PASSAGE PROVIDED
↓
An Aside on the Genetic Code: An Oft-Misused Term
“Genetic code” refers to the correspondence of three-letter “words” in a sequence of DNA bases with three-letter words transcribed into the intermediate language of RNA (codons) that in turn are translated into the amino acids that build proteins.
The beauty of the genetic code is its universality – a DNA triplet of CCG encodes an RNA triplet of GGC, which encodes the amino acid proline, whether in a badger, a buttercup, or a bacterium. CRISPR-Cas9 genome editing, gene therapy, transgenics and knockouts, even the ancestral biotechnology of recombinant DNA, wouldn’t exist without this universality.
No, we don’t have a “human genetic code”, and no, National Geographic cover story, we’re not trying to use CRISPR-Cas9 to “change the genetic code of mosquitoes.” Genetic code is not synonymous with DNA base (or genome) sequence. To use the terms interchangeably, as the media so very often do, is to ignore the very basis of the existence and evolution of life on earth, the shared genetic code.
↑
EXTRACTED MATERIAL
↓
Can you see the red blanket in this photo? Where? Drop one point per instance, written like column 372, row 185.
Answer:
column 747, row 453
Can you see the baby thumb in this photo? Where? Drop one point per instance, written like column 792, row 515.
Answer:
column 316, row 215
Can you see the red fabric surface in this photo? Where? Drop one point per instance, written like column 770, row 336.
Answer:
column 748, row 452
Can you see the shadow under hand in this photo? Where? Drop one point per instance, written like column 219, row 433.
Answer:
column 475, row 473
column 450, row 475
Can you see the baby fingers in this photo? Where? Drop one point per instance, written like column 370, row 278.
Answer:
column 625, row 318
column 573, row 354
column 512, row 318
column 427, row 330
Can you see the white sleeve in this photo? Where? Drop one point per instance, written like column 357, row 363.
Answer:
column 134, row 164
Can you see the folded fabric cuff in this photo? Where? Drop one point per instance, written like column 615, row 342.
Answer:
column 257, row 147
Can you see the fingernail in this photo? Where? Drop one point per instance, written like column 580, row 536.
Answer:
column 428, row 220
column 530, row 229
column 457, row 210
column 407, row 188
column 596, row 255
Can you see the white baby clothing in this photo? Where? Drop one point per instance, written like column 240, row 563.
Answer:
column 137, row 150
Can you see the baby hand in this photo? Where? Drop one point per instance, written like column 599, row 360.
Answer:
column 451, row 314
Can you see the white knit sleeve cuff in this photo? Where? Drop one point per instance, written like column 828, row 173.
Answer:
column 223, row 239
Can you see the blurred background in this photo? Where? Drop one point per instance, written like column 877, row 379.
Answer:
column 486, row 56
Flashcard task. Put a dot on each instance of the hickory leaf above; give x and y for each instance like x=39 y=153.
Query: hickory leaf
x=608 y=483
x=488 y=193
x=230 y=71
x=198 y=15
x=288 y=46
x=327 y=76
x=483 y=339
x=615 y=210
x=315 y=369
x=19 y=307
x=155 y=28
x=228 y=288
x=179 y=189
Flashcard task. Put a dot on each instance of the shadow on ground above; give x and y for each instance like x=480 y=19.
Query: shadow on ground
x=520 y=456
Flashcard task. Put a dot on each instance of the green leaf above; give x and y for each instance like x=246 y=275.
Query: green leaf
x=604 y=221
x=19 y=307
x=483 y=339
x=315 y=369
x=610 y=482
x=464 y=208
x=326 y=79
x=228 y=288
↑
TASK REQUIREMENTS
• a. List every technology that the passage on the genetic code says would not exist without the universality of the genetic code.
• b. Return the part of the passage on the genetic code that runs from "An Aside on" up to and including "without this universality.".
The records have no connection to the passage on the genetic code.

RESPONSES PER TASK
• a.
CRISPR-Cas9 genome editing
gene therapy
transgenics
knockouts
recombinant DNA

• b.
An Aside on the Genetic Code: An Oft-Misused Term
“Genetic code” refers to the correspondence of three-letter “words” in a sequence of DNA bases with three-letter words transcribed into the intermediate language of RNA (codons) that in turn are translated into the amino acids that build proteins.
The beauty of the genetic code is its universality – a DNA triplet of CCG encodes an RNA triplet of GGC, which encodes the amino acid proline, whether in a badger, a buttercup, or a bacterium. CRISPR-Cas9 genome editing, gene therapy, transgenics and knockouts, even the ancestral biotechnology of recombinant DNA, wouldn’t exist without this universality.